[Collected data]
•••
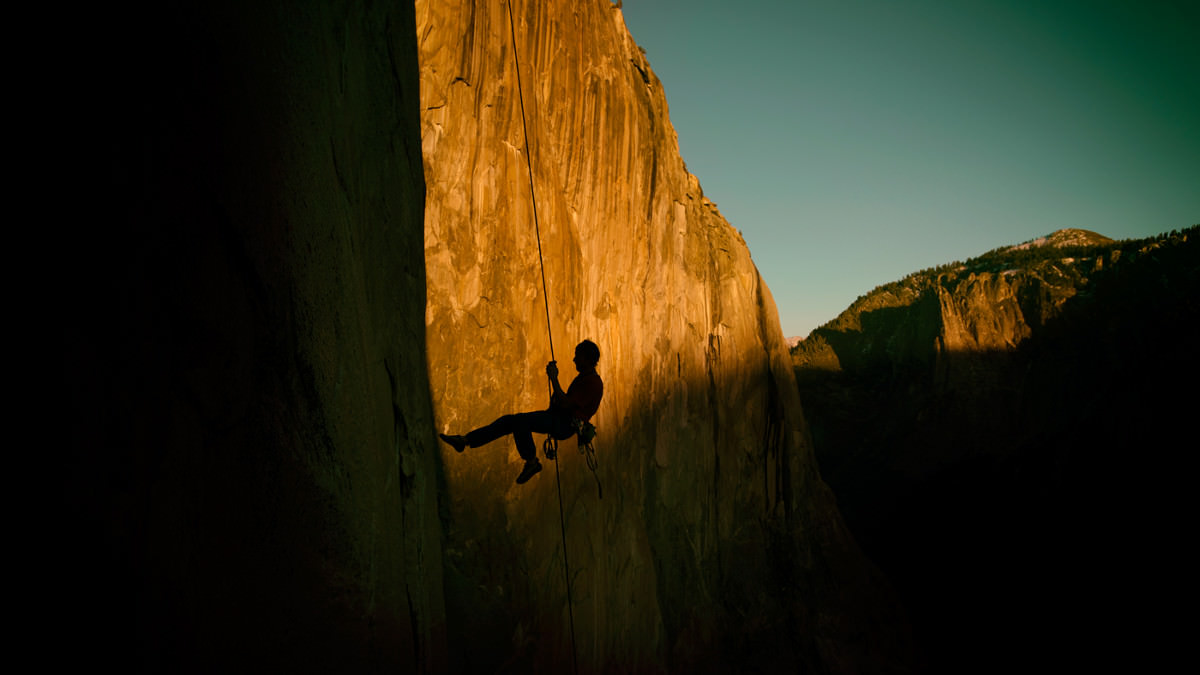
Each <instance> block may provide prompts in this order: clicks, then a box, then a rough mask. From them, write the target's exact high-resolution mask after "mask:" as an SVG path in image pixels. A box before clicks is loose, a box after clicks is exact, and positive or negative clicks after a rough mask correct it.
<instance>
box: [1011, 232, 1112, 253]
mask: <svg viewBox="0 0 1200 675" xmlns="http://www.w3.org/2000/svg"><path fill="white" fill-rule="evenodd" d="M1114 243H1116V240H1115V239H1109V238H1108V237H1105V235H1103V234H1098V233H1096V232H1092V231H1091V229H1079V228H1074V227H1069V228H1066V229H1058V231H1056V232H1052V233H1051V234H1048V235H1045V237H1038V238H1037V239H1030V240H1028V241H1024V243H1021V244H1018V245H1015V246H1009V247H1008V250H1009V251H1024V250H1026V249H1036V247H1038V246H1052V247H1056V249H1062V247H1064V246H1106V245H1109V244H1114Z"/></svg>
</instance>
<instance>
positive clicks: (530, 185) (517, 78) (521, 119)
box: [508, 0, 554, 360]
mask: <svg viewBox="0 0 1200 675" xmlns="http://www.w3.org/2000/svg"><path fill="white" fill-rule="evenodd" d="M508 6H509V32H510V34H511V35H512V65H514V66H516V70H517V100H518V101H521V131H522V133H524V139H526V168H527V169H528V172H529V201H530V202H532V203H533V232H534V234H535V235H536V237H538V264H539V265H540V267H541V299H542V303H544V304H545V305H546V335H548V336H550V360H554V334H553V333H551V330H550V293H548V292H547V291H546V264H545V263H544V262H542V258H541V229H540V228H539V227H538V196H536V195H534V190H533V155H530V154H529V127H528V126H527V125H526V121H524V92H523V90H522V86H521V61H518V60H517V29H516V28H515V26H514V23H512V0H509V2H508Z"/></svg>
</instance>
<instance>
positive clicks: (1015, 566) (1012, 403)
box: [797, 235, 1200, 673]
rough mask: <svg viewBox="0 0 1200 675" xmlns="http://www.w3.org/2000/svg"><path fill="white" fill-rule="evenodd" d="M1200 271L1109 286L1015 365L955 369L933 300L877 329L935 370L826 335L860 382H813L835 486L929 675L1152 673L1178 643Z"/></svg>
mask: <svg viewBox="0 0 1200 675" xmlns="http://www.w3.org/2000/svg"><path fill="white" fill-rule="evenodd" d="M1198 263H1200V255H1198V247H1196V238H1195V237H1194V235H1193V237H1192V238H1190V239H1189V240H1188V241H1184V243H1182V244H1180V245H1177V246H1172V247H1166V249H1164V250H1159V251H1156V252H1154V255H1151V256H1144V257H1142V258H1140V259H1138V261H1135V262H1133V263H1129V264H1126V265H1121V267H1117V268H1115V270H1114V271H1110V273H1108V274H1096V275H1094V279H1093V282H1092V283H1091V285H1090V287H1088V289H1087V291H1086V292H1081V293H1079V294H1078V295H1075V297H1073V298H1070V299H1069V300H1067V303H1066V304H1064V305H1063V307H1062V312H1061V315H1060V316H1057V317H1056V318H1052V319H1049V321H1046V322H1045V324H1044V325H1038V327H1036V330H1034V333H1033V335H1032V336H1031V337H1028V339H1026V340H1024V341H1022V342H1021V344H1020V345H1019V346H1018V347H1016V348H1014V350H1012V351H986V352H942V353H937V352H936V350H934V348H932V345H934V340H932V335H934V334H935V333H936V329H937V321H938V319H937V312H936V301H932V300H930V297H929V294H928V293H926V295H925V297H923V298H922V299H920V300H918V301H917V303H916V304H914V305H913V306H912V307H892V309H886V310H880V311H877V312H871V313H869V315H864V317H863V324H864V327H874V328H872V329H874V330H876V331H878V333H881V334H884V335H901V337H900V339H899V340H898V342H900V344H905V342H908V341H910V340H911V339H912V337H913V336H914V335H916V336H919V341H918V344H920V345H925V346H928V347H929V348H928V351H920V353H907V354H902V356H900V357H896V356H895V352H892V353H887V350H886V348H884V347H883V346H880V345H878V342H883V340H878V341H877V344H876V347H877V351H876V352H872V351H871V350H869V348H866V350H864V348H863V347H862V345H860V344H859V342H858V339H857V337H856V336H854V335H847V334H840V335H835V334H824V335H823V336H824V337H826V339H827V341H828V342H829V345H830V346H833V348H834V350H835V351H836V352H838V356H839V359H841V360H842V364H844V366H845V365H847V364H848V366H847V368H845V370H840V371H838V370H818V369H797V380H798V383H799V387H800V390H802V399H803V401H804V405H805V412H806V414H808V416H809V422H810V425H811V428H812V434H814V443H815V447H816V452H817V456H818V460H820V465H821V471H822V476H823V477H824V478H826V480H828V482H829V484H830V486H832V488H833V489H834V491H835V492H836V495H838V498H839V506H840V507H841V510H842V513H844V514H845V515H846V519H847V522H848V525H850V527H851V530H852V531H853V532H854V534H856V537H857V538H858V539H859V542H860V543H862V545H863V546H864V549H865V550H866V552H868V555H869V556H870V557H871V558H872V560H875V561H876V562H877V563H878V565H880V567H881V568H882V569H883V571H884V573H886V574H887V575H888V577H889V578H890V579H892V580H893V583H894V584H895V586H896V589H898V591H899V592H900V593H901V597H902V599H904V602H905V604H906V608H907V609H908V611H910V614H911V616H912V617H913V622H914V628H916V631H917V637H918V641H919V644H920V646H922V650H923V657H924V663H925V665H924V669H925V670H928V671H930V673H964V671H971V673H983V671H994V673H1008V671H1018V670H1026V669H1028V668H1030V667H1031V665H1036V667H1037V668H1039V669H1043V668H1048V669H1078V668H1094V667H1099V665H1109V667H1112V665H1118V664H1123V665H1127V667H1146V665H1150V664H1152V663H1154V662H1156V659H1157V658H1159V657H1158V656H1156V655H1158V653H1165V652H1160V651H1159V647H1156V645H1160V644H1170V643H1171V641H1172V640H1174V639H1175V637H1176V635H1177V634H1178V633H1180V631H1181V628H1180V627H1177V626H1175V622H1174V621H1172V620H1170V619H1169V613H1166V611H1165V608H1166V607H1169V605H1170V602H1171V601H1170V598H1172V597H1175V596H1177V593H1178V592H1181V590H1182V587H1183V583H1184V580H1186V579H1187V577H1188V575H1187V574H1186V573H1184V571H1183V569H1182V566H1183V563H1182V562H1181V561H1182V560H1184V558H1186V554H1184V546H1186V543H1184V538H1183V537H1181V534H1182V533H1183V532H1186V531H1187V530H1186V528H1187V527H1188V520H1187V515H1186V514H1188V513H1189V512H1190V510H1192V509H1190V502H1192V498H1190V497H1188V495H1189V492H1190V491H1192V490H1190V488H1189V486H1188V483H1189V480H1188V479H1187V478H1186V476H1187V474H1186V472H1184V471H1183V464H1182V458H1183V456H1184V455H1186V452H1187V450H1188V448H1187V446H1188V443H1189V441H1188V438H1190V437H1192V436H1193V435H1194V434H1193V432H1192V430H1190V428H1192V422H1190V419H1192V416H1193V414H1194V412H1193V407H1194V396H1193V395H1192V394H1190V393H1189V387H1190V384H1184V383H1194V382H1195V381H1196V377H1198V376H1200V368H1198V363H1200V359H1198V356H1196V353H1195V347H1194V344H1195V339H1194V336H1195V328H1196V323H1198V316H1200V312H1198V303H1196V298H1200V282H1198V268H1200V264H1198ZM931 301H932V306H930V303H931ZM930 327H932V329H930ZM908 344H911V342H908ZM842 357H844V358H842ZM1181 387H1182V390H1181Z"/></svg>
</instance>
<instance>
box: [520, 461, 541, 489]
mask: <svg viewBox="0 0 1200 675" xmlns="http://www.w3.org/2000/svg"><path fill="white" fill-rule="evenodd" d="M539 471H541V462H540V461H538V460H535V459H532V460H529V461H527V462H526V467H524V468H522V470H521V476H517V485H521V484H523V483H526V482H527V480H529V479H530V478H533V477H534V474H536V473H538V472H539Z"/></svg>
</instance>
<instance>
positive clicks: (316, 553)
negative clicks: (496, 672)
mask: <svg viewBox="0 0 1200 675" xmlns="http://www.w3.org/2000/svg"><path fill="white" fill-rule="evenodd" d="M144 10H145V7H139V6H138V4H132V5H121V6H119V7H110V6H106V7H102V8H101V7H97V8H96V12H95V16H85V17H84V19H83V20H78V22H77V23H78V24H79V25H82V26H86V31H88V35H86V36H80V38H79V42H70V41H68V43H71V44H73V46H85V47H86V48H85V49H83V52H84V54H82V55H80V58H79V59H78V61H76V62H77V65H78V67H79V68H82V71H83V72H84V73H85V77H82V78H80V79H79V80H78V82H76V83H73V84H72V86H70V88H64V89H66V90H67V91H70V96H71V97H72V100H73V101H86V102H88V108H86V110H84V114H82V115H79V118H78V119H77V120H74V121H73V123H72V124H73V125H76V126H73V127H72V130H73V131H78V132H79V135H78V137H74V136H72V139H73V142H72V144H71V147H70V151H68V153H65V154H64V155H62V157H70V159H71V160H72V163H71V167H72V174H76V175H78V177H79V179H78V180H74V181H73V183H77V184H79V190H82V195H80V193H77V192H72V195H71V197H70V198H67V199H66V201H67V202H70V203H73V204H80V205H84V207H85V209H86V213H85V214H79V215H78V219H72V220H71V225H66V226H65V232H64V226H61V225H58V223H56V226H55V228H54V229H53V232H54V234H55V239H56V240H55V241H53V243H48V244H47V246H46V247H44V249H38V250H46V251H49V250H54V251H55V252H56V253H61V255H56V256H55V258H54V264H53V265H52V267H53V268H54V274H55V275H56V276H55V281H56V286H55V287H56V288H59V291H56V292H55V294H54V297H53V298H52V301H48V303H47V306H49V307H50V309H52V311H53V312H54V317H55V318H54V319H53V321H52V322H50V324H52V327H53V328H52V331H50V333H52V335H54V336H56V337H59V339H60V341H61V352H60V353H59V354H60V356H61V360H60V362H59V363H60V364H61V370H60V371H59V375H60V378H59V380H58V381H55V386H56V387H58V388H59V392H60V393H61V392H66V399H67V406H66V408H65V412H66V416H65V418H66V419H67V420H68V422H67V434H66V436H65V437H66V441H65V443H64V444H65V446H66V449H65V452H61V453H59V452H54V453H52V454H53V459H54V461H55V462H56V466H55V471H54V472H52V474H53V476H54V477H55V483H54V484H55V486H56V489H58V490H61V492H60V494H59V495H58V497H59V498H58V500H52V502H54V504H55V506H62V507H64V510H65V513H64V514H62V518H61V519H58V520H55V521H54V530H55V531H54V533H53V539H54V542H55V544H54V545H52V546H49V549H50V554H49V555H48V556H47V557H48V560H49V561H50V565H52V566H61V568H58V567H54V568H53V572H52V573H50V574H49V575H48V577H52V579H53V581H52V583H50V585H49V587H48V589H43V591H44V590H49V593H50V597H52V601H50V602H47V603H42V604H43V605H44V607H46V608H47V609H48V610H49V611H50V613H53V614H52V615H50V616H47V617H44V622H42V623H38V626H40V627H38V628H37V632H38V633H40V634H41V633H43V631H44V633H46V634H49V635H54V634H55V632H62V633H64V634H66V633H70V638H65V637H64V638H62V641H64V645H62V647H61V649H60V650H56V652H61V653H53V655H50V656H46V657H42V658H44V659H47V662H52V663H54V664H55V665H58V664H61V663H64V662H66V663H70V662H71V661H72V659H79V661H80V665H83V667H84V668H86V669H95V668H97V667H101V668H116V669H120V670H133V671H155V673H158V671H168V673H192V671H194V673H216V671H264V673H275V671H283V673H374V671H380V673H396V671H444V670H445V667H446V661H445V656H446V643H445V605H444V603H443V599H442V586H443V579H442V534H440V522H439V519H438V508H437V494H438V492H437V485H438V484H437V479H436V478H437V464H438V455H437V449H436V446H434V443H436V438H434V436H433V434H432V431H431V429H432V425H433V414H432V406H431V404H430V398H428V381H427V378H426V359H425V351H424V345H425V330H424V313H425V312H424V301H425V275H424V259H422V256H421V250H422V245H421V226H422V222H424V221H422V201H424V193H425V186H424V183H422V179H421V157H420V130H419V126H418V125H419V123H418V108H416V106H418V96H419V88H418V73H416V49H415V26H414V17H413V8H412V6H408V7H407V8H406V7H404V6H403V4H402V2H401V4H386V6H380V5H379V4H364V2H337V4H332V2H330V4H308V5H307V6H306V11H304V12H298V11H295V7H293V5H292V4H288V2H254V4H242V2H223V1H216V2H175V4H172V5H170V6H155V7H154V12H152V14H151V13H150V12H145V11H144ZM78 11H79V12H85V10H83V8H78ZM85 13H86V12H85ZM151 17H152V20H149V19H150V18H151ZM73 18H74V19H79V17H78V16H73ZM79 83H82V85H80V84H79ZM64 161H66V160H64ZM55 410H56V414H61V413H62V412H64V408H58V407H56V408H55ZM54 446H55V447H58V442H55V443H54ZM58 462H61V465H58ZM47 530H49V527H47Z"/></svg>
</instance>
•••
• **TASK GOAL**:
Render the lines as a Markdown table with the columns "No." and "Line," starting from the first line and going on through the line with "positive clicks: (530, 185)". Skip blank lines and leave the pictures out.

• **YOUR SOLUTION**:
| No. | Line |
|---|---|
| 1 | Each <instance> block may provide prompts in this order: clicks, then a box, then a rough mask. From them, write the target's exact high-resolution mask after "mask:" as an SVG path in image pixels. A box before clicks is loose, a box after clicks is exact, and positive or negative clicks after a rough mask correct it. |
| 2 | <instance> |
| 3 | box: [1011, 232, 1112, 253] |
| 4 | mask: <svg viewBox="0 0 1200 675" xmlns="http://www.w3.org/2000/svg"><path fill="white" fill-rule="evenodd" d="M1114 243H1116V240H1115V239H1109V238H1108V237H1105V235H1103V234H1098V233H1096V232H1092V231H1091V229H1079V228H1074V227H1069V228H1066V229H1058V231H1056V232H1052V233H1051V234H1048V235H1045V237H1038V238H1037V239H1030V240H1028V241H1024V243H1021V244H1018V245H1015V246H1009V247H1008V250H1009V251H1024V250H1026V249H1036V247H1038V246H1052V247H1056V249H1062V247H1064V246H1106V245H1109V244H1114Z"/></svg> |
| 5 | </instance> |
| 6 | <instance> |
| 7 | positive clicks: (530, 185) (517, 78) (521, 119) |